Excerto do texto:
....

Ao fazer uma primeira leitura do diploma nesta animada silly season, tropeço, pela importância que assume na economia do novo quadro legal gizado, no sempre desafiante e enigmático mundo dos códigos de conduta.
Aí se refere, enfaticamente, que devem as entidades públicas a que o novo regime se irá aplicar aprovar, num prazo de 120 dias a partir da respetiva entrada em vigor, os seus códigos de conduta, publicá-los no jornal oficial e nos respetivos sítios da Internet.
Diriam os mais puristas que a transparência a isso obriga. E, quanto a isso, estamos bem entendidos, pois ainda bem que assim é! Na verdade, a dúvida que me suscita o novo regime é de outra natureza.
Refere o legislador que os códigos de conduta se destinam a desenvolver, entre outras, as matérias relativas a ofertas institucionais e hospitalidade. Mas que quererá isto significar? Existirão outras matérias para lá das relativas a ofertas institucionais e hospitalidade que podem (ou devem?) ser desenvolvidas pelas entidades públicas?
Para uns, provavelmente sim e, para outros, nem por isso. Mas se, por hipótese, existem outras matérias que devem constar dos códigos de conduta, a questão é de uma sibilina clareza. Quais?
E quais as matérias que, devendo constar, podem não ser consideradas pelas entidades públicas? Existem elementos obrigatórios, numa versão de kit mínimo, que devam constar dos códigos de conduta? Se sim, quais?
Assaltam-me estas dúvidas, pois se é verdade que resulta claro do novo regime legal a obrigação impendente sobre as entidades públicas de elaborarem códigos de conduta, já o mesmo não sucede quanto ao conteúdo (mínimo) que os mesmos devam revestir.
Se quisermos, uma espécie de bipolaridade patológica que combina vinculação quanto à elaboração e liberdade quanto ao conteúdo. No limite, poderemos ter códigos de conduta que tudo preveem e outros que, de conduta, apenas terão o nome.
Não pretendo com isto significar que os códigos de conduta não devam ser diferenciados em função de uma rigorosa avaliação dos riscos significativos de cada entidade e das suas próprias idiossincrasias, mas apenas e tão só deixar claro que, do ponto de vista da adequada prossecução do interesse público, se revelar de todo em todo desejável que os mesmos devam assumir um conteúdo mínimo uniforme que permita, a todos e a cada um de nós, descortinar no seu recorte algo mais do que um pomposo nome!

....

Dados brutos:

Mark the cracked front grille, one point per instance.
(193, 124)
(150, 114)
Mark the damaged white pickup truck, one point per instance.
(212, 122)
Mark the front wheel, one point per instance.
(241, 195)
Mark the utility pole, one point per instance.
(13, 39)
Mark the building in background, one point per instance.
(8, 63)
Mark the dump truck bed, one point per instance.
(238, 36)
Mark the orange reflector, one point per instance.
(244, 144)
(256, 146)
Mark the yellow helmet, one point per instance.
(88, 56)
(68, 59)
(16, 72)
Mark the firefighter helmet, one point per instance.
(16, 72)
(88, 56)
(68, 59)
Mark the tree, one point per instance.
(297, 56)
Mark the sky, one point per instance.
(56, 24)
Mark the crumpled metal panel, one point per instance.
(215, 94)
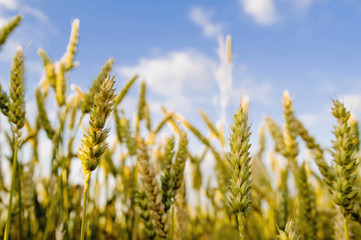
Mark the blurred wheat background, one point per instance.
(140, 126)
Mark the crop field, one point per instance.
(148, 183)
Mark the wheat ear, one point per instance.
(93, 145)
(16, 116)
(239, 164)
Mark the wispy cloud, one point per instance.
(21, 7)
(262, 11)
(302, 4)
(202, 18)
(352, 102)
(8, 4)
(177, 76)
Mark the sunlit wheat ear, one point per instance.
(290, 128)
(345, 190)
(180, 160)
(68, 57)
(282, 210)
(49, 68)
(277, 136)
(355, 133)
(289, 233)
(17, 91)
(141, 105)
(4, 102)
(43, 116)
(239, 164)
(6, 30)
(155, 204)
(118, 99)
(16, 116)
(326, 171)
(93, 145)
(142, 201)
(60, 84)
(307, 224)
(88, 101)
(167, 178)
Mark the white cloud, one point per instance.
(203, 19)
(309, 120)
(174, 73)
(22, 8)
(8, 4)
(34, 12)
(262, 11)
(352, 102)
(301, 4)
(181, 78)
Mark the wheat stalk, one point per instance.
(239, 164)
(93, 145)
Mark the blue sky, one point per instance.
(310, 47)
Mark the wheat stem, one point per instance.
(12, 187)
(85, 198)
(345, 228)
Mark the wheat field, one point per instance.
(154, 195)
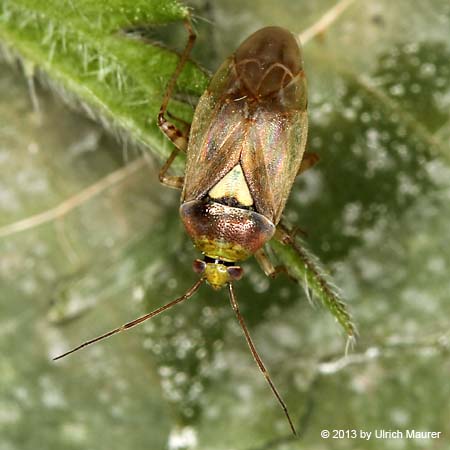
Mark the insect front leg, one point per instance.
(178, 137)
(309, 160)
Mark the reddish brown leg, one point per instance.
(179, 138)
(309, 160)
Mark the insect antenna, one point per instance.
(256, 356)
(189, 293)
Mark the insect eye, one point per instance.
(235, 272)
(199, 266)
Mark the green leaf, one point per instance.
(88, 241)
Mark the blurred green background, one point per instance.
(376, 212)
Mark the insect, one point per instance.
(244, 150)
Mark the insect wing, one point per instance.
(216, 137)
(272, 157)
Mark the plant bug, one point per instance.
(245, 147)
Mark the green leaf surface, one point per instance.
(90, 240)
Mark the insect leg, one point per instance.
(256, 356)
(179, 138)
(266, 264)
(137, 321)
(309, 160)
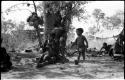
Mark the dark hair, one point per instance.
(105, 44)
(80, 29)
(34, 13)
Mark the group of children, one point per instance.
(56, 46)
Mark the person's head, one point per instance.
(105, 44)
(79, 31)
(34, 14)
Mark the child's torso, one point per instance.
(80, 41)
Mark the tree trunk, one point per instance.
(52, 18)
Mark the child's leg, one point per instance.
(83, 54)
(79, 56)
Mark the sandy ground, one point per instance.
(93, 68)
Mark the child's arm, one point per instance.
(74, 43)
(86, 42)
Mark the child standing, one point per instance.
(80, 43)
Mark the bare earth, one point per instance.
(93, 68)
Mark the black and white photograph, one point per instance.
(62, 40)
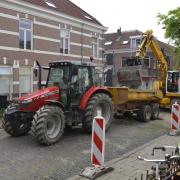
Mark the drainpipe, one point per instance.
(82, 42)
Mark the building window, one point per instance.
(135, 42)
(25, 80)
(5, 80)
(25, 34)
(64, 44)
(95, 47)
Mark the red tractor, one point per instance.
(71, 97)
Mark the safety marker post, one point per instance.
(97, 150)
(175, 120)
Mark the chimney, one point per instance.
(119, 31)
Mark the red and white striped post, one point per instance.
(97, 150)
(98, 141)
(175, 119)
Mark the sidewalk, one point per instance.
(128, 166)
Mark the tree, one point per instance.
(171, 25)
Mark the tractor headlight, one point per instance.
(26, 101)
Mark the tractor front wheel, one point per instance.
(98, 102)
(17, 127)
(48, 124)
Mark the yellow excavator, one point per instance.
(167, 81)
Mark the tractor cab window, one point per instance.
(81, 80)
(173, 82)
(98, 77)
(58, 76)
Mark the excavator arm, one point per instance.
(149, 41)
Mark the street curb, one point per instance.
(113, 162)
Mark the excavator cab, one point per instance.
(173, 82)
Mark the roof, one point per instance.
(65, 7)
(70, 62)
(121, 40)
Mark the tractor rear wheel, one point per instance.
(144, 114)
(48, 124)
(98, 102)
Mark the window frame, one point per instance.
(10, 75)
(31, 80)
(25, 33)
(135, 38)
(93, 45)
(64, 42)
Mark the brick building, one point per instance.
(43, 30)
(121, 45)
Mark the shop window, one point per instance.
(5, 80)
(65, 39)
(25, 34)
(25, 80)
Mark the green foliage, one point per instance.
(171, 25)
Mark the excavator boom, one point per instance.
(149, 41)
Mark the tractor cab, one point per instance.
(73, 79)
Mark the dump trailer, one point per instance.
(143, 103)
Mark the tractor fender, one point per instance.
(54, 102)
(90, 92)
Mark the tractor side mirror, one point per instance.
(75, 70)
(35, 71)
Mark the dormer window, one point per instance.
(50, 4)
(135, 41)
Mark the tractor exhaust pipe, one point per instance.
(38, 74)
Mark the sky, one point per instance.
(129, 14)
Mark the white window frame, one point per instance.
(64, 41)
(95, 54)
(11, 80)
(25, 30)
(135, 38)
(31, 83)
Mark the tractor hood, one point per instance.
(33, 101)
(39, 94)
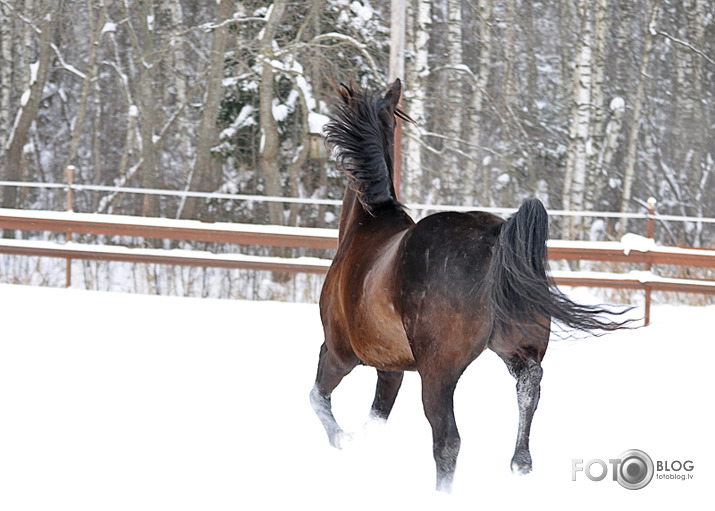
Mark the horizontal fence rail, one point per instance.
(78, 187)
(640, 251)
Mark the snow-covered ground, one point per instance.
(113, 401)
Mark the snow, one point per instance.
(635, 243)
(108, 27)
(618, 104)
(316, 122)
(113, 401)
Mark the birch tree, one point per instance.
(206, 175)
(417, 71)
(36, 75)
(629, 172)
(575, 178)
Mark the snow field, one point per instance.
(114, 401)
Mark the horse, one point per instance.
(430, 296)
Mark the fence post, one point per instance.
(70, 206)
(650, 232)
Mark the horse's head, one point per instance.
(386, 107)
(362, 133)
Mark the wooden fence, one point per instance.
(249, 234)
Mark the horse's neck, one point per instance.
(351, 212)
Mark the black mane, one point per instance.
(361, 133)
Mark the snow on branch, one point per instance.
(685, 43)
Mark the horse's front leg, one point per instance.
(388, 385)
(330, 374)
(528, 375)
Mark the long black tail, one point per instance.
(522, 294)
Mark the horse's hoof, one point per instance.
(521, 464)
(341, 439)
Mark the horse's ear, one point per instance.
(342, 90)
(393, 94)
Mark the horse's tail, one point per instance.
(362, 135)
(521, 293)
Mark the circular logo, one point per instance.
(636, 469)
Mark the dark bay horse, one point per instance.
(430, 296)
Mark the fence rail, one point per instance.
(277, 236)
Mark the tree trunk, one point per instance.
(29, 105)
(147, 115)
(456, 99)
(478, 185)
(415, 92)
(629, 173)
(270, 145)
(575, 178)
(206, 176)
(596, 174)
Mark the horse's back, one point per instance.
(444, 259)
(449, 251)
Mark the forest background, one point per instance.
(590, 105)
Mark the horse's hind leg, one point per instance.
(438, 401)
(388, 385)
(528, 378)
(330, 374)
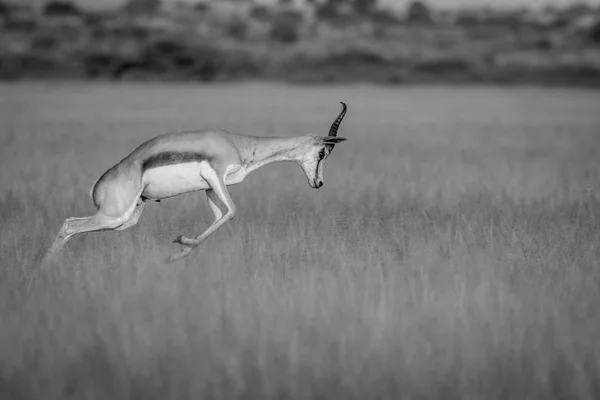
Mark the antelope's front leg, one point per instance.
(213, 202)
(218, 193)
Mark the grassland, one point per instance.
(452, 253)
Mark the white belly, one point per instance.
(172, 180)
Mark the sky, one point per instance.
(401, 3)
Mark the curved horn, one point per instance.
(338, 120)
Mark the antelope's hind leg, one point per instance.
(217, 194)
(135, 217)
(75, 226)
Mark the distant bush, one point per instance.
(237, 29)
(418, 12)
(261, 12)
(595, 33)
(443, 67)
(61, 8)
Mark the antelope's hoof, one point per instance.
(179, 239)
(182, 240)
(177, 256)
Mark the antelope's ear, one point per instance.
(333, 139)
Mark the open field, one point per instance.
(453, 252)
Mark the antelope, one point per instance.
(175, 163)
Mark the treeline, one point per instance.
(313, 41)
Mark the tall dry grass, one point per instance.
(452, 253)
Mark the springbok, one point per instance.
(175, 163)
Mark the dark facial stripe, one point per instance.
(172, 158)
(338, 120)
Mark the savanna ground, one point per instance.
(452, 253)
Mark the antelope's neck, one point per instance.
(262, 151)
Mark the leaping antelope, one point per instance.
(175, 163)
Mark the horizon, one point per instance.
(393, 3)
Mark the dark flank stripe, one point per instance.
(171, 158)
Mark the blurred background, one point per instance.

....

Enunciado: Cite na íntegra o passo do texto sobre os códigos de conduta que vai de "Para uns, provavelmente" a "Se sim, quais?". Os registos não são necessários.

Exercício resolvido:
Para uns, provavelmente sim e, para outros, nem por isso. Mas se, por hipótese, existem outras matérias que devem constar dos códigos de conduta, a questão é de uma sibilina clareza. Quais?
E quais as matérias que, devendo constar, podem não ser consideradas pelas entidades públicas? Existem elementos obrigatórios, numa versão de kit mínimo, que devam constar dos códigos de conduta? Se sim, quais?